--- START ---

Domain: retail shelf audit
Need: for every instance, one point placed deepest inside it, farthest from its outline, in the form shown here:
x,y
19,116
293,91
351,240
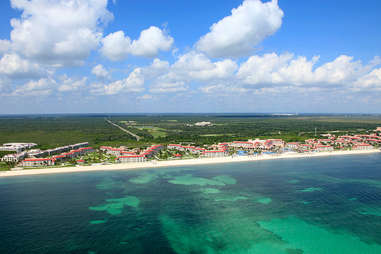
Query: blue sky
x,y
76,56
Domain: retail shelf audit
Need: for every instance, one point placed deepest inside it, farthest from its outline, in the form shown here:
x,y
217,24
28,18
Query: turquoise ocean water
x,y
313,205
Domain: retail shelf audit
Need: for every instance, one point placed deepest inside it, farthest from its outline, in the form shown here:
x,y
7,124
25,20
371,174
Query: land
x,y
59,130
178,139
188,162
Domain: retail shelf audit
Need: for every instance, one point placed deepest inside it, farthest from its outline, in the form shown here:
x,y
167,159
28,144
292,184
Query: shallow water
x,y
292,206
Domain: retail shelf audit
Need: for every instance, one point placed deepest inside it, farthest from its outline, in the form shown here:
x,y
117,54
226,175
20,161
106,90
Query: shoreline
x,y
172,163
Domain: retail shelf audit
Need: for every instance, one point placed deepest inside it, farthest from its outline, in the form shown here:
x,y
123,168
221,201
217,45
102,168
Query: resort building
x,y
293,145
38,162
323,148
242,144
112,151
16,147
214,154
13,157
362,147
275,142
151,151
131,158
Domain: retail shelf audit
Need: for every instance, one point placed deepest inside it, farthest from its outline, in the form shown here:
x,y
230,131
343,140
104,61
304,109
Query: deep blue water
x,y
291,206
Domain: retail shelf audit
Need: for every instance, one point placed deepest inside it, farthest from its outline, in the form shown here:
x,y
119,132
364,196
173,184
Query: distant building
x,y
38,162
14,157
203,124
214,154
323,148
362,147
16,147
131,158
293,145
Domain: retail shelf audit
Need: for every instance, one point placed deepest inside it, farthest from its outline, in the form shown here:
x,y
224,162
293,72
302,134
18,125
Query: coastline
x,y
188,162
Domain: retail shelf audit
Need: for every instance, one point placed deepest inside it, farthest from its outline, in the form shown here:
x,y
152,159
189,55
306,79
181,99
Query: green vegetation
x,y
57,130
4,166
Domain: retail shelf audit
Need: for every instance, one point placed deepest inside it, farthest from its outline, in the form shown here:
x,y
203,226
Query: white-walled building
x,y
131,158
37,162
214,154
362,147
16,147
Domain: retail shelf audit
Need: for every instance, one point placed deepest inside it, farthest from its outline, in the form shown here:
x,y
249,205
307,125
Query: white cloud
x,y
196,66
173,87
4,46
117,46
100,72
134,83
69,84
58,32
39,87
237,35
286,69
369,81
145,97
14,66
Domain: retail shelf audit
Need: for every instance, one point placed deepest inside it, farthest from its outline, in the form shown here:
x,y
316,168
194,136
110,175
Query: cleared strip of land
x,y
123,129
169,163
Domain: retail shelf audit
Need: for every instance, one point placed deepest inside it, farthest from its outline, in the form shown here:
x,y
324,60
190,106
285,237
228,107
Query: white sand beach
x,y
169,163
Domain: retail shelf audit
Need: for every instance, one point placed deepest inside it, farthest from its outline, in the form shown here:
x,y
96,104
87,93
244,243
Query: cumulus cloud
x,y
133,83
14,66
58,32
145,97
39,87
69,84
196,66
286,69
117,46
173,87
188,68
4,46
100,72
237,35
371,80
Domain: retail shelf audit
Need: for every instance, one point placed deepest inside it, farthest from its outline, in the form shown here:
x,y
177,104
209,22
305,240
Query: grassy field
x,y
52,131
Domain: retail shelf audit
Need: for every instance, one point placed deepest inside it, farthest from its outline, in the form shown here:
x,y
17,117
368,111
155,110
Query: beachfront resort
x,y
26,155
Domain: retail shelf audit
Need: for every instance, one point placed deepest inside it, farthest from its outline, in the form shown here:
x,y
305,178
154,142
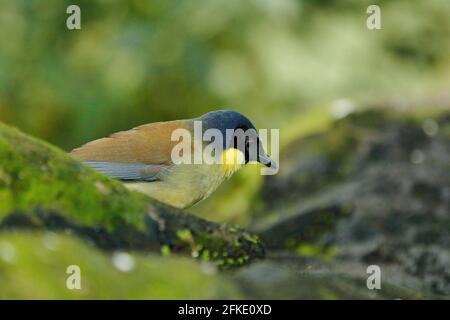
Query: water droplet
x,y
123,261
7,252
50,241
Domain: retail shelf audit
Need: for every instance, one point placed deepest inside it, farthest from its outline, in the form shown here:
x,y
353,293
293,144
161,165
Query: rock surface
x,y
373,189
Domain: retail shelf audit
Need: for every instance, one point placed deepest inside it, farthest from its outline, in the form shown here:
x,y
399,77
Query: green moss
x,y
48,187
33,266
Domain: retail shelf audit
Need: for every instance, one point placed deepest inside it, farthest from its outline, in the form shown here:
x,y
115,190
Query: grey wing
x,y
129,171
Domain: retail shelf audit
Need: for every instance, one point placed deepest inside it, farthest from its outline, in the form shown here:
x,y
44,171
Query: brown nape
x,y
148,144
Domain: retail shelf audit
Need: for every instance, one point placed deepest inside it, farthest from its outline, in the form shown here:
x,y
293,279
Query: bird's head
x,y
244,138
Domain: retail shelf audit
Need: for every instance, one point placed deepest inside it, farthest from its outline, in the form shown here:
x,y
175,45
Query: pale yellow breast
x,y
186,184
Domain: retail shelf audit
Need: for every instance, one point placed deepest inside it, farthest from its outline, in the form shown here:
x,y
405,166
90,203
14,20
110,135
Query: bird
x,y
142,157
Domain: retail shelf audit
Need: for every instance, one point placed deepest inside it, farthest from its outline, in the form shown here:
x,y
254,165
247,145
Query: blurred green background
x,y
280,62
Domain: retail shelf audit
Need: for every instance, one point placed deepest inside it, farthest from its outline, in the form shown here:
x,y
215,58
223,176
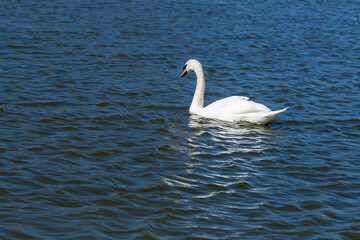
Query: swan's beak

--- END ---

* WHAT YOU SHOULD DO
Print all the entries again exactly as written, but without the pictures.

* EXERCISE SOLUTION
Domain: retail shelf audit
Need: for every instance, one point placed deepest inside it, farthest from its outline, in the form shown here:
x,y
19,116
293,91
351,240
Query: blue sky
x,y
76,56
Domain: retail shelf audit
Need: for every instance, one point placed deepest inside it, farthest from its outline, in the form shown here:
x,y
217,24
28,18
Query: turquoise ocean water
x,y
313,205
Domain: retail shelf audit
Need: for every instance, one point placed deepest inside it, farthest from its outline, in the form shown here:
x,y
7,124
25,20
371,174
Query: land
x,y
59,130
178,139
188,162
Domain: retail shelf audit
Need: for every instance, one point placed deepest inside it, farthest from its outline, in the form shown here:
x,y
167,159
28,144
292,184
Query: shallow water
x,y
292,206
Domain: retail shelf audit
Need: for every instance, one point placed deepest inside it, farthest from its outline, in the form shown here:
x,y
117,54
226,175
20,161
106,90
Query: shoreline
x,y
172,163
Domain: retail shelf audit
Need: for every instance, one point placed deepest inside it, farthest from its outline, in the form shown here:
x,y
123,168
221,201
217,45
102,168
Query: resort building
x,y
293,145
38,162
323,148
242,144
112,151
16,147
214,154
13,157
362,147
275,142
151,151
131,158
Domain: retail shelf audit
Need: for every instance, one point placed deepest inside it, farthest from its outline, in the form shown here:
x,y
230,131
343,140
104,61
304,109
Query: deep blue water
x,y
291,206
Domain: retail shelf audit
Need: for every instance, one point placed deepest inside it, farthest from its outline, in the form shown here:
x,y
119,132
364,196
173,184
Query: distant building
x,y
38,162
14,157
203,124
214,154
323,148
362,147
16,147
131,158
293,145
Domain: retail shelf audit
Need: for every instance, one point placed deepest inside it, farthest from its outline, in the form shown here:
x,y
224,162
293,72
302,134
18,125
Query: coastline
x,y
188,162
Domain: retail shelf audit
Need: for every instance, one point placed deepest inside it, farthest from its outline, in the form shown here:
x,y
152,159
189,55
306,79
181,99
Query: green vegetation
x,y
57,130
4,166
Domain: retail shelf audit
Need: for every instance, one point placed deepest inside it, farthest from its outline, in the form shown here:
x,y
203,226
Query: white-walled building
x,y
131,158
37,162
214,154
362,147
16,147
Domain: retail shelf audit
Need: for every instance, one point placed deepest inside it, farthest from its outline, in the form shown here:
x,y
249,205
307,125
Query: white cloud
x,y
196,66
173,87
4,46
117,46
100,72
134,83
69,84
58,32
39,87
237,35
286,69
369,81
145,97
14,66
Domain: retail shelf audit
Need: for every instance, one point placed deepest inside it, farthest from its outline, in the form shown here:
x,y
316,168
194,136
110,175
Query: cleared strip of land
x,y
123,129
169,163
Domain: retail shelf audit
Need: for every instance, one point placed deepest inside it, farthest from its outline, in the form shown here:
x,y
324,60
190,106
285,237
228,107
Query: white sand beach
x,y
169,163
Domain: retail shelf audit
Need: for every instance, one point placed deepest inside it, farthest from its outline, in the form shown here:
x,y
96,104
87,93
244,243
Query: cumulus cloud
x,y
133,83
14,66
58,32
145,97
39,87
69,84
196,66
286,69
117,46
173,87
188,68
4,46
100,72
237,35
371,80
Domain: retail shelf audit
Need: for every instance, one point placed deepest inside it, farthest from its outline, in the form shown here:
x,y
177,104
209,22
305,240
Query: grassy field
x,y
52,131
Domain: retail shelf audit
Need: for every instance, one point placed deepest inside it, farthest from its outline, in the form shown here:
x,y
17,117
368,111
155,110
Query: beachfront resort
x,y
26,155
Domain: retail shelf audit
Need: for every instance, one point placed deepest inside it, farthest from its outline, in the form shown here:
x,y
305,178
154,142
Query: water droplet
x,y
123,261
7,252
50,241
Domain: retail shelf audit
Need: for every instance, one point placed deepest inside it, farthest from its outline, in the form shown here:
x,y
353,293
293,144
161,165
Query: rock surface
x,y
373,189
Domain: retail shelf audit
Need: for every instance, one point placed deepest inside it, farthest from its outline, in the form shown here:
x,y
399,77
Query: green moss
x,y
48,187
33,266
Domain: retail shelf audit
Need: for every instance, one point placed deepest inside it, farthest from its outline, in the form shown here:
x,y
115,190
Query: grey wing
x,y
129,171
Domain: retail shelf audit
Need: for every instance, one point placed deepest inside it, farthest from its outline, in the form shown here:
x,y
44,171
Query: brown nape
x,y
148,144
Domain: retail shelf audit
Need: for every instance, one point placed deepest inside it, farthest from its outline, in the form shown here:
x,y
293,279
Query: bird's head
x,y
244,138
Domain: retail shelf audit
Need: for every instance, one point placed deepest inside it, farthest from its outline, in the form shown here:
x,y
175,45
Query: pale yellow breast
x,y
186,184
Domain: retail shelf audit
Need: for every instance, one point placed deepest inside it, farthest from its outline, in the form shown here:
x,y
405,166
90,203
14,20
110,135
Query: bird
x,y
142,157
Domain: retail shelf audit
Need: for every instance, one point placed deepest inside it, farthest from its outline, in the form shown here:
x,y
254,165
247,145
Query: blurred green background
x,y
280,62
Domain: retail shelf audit
Need: for every instance, one point placed deepest inside it, farthest from its outline, in the form shown here:
x,y
215,58
223,176
Query: swan's beak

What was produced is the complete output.